→ **Compito 1**
Nell'articolo sulla sentenza della Cassazione sull'adozione da parte della "madre intenzionale", perché in primo e secondo grado l'adozione era stata negata? Rispondi in una o due frasi.
→ **Compito 2**
Riprendi l'articolo sulla sentenza della Cassazione sull'adozione da parte della "madre intenzionale", proseguendolo dopo l'ultima frase riportata.

#### Testo di partenza ####

Pma, la revoca del consenso non blocca l’adozione della “mamma intenzionale”
La Cassazione, sentenza n. 16242 depositata oggi, ha definitivamente respinto il ricorso della mamma biologica contraria all’adozione in casi particolari dopo la rottura del rapporto col genitore sociale
In caso di nascita attraverso la procreazione medicalmente assistita (PMA), la revoca dell’assenso della genitrice biologica all’adozione del minore da parte della “madre intenzionale”, per via della grande conflittualità seguita alla rottura del rapporto, non costituisce un limite insuperabile all’adozione in casi particolari ma richiede soltanto una verifica particolarmente rigorosa del particolare interesse del minore guardando alla qualità del legame affettivo col genitore adottante nonché la capacità di quest’ultimo di corrispondere ai bisogni del bambino. Lo ha stabilito la Corte di cassazione, con la sentenza n. 16242 depositata oggi, respingendo il ricorso della mamma naturale.
La decisione arriva al termine di una lunga vicenda processuale. In primo e secondo grado infatti l’adozione era stata negata ritenendo che il diniego dell’assenso del genitore biologico, costituisse un limite insuperabile all’adozione del minore. La Cassazione ha poi accolto con rinvio il ricorso affermando che il diritto del minore al riconoscimento del legame affettivo instaurato e vissuto con il genitore d’intenzione attraverso l’adozione in casi particolari. A seguito di riassunzione, il giudice del merito, valorizzando “l’intenso rapporto fra il minore e l’appellante e la continuità nella cura e nell’accudimento” ha accolto l’appello e dichiarato l’adozione disponendo la posposizione del cognome dell’appellante. Contro questa decisione la madre biologica ha proposto ricorso in Cassazione che l’ha definitivamente bocciato.
La Prima sezione civile ricorda che la decisione deve essere centrata sul “superiore interesse del minore”. In questa prospettiva, prosegue “i requisiti di effettività e stabilità del legame affettivo non possono essere intesi in senso meramente cronologico o quantitativo, ma devono essere interpretati alla luce della concreta qualità della relazione instaurata tra il minore e il genitore sociale, nonché della percezione soggettiva che il minore ha sviluppato nei confronti di tale figura”.

#### Estratto dei dati ####

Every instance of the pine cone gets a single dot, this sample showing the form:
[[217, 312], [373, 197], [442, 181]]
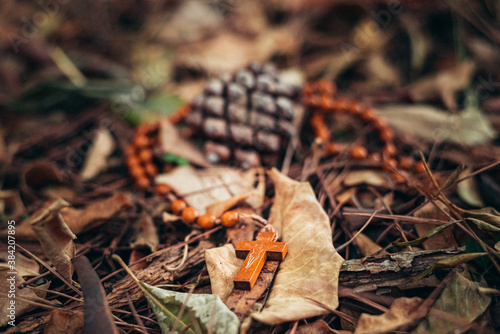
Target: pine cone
[[247, 117]]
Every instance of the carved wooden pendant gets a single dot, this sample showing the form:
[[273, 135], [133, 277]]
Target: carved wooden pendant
[[255, 254]]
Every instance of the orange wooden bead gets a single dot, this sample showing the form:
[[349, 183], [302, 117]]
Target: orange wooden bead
[[419, 167], [406, 162], [177, 206], [355, 108], [129, 150], [151, 169], [333, 148], [341, 105], [137, 171], [379, 123], [375, 157], [142, 182], [358, 152], [163, 189], [368, 115], [132, 161], [141, 140], [230, 218], [389, 150], [386, 134], [190, 214], [389, 164], [145, 155], [206, 221]]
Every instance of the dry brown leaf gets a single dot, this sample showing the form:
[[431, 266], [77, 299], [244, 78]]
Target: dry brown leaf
[[469, 127], [96, 213], [222, 266], [96, 162], [146, 234], [317, 327], [442, 240], [63, 321], [202, 188], [97, 314], [21, 306], [228, 51], [401, 312], [367, 176], [172, 142], [82, 220], [40, 174], [24, 266], [444, 85], [311, 267], [366, 245], [11, 203], [55, 236]]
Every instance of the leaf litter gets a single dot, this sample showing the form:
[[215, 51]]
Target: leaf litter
[[414, 250]]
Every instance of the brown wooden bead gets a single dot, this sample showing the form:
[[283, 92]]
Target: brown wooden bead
[[206, 221], [163, 189], [132, 161], [419, 167], [333, 148], [398, 178], [386, 134], [389, 150], [358, 152], [145, 155], [406, 162], [190, 214], [142, 182], [151, 169], [177, 206], [230, 218]]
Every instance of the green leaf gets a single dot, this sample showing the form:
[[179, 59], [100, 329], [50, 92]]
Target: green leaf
[[154, 107], [484, 225], [199, 308], [488, 215], [449, 262], [421, 240], [180, 161], [461, 298]]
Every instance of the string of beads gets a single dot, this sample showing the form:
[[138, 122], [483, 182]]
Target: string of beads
[[139, 154], [320, 98], [205, 221]]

####

→ **Risposta 1**
In primo e secondo grado l'adozione era stata negata perché i giudici ritenevano che il diniego dell'assenso del genitore biologico costituisse un limite insuperabile all'adozione del minore.

→ **Risposta 2**
Mentre non conta la “mera interruzione del contatto tra il minore e il genitore sociale” determinata da condotte preclusive del genitore biologico. In tal caso, “l’eventuale discontinuità della relazione non può essere valutata in senso sfavorevole rispetto alla posizione del genitore sociale, né può compromettere l’accertamento della sussistenza dei presupposti per l’adozione”.
Tornando al caso concreto, la Suprema corte, richiamando quanto emerso nel merito anche a seguito anche delle conclusioni del consulente tecnico, afferma che “pur necessitando il bambino di percorso psicoterapeutico al fine di essere supportato nell’affrancarsi dal conflitto” conserva uno specifico interesse all’adozione, “anche in considerazione della capacità della genitrice d’intenzione di rispondere con empatia” alle sue esigenze, comprendendo i “disagi derivanti dalla complessità della situazione”, mostrando “immutato affetto anche a seguito del periodo di lontananza trascorso”.
Né, infine, l’assenza di convivenza può ritenersi, come sostenuto dalla ricorrente, una condizione ostativa alla adozione da parte del genitore d’intenzione. “L’accertamento in concreto del superiore interesse del minore, cui è chiamato il giudice nel valutare la sussistenza dei presupposti per disporre l’adozione in casi particolari ex art. 44 della legge n. 184/1983 – si legge nella decisione -, richiede una verifica particolarmente rigorosa allorché, per le specifiche circostanze del caso, il nucleo familiare risulti disgregato ovvero caratterizzato da una significativa conflittualità tra i suoi componenti; tuttavia, tale accertamento non può tradursi in una automatica presunzione di inidoneità genitoriale della parte richiedente che si trovi in contrasto con l’altro genitore, dovendo invece il giudice valorizzare, secondo un criterio orientato alla ricerca del bene maggiore per il minore, la qualità del legame affettivo instaurato dal minore con ciascun genitore e la capacità di quest’ultimo di corrispondere in modo effettivo ai suoi bisogni evolutivi e relazionali”.
In questa prospettiva, l’interesse del minore “non si identifica necessariamente con la permanenza all’interno di un nucleo familiare unito, ma nella possibilità di mantenere rapporti significativi e continuativi con entrambe le figure genitoriali, da lui riconosciute come tali, anche in presenza di una situazione di conflitto tra le stesse”.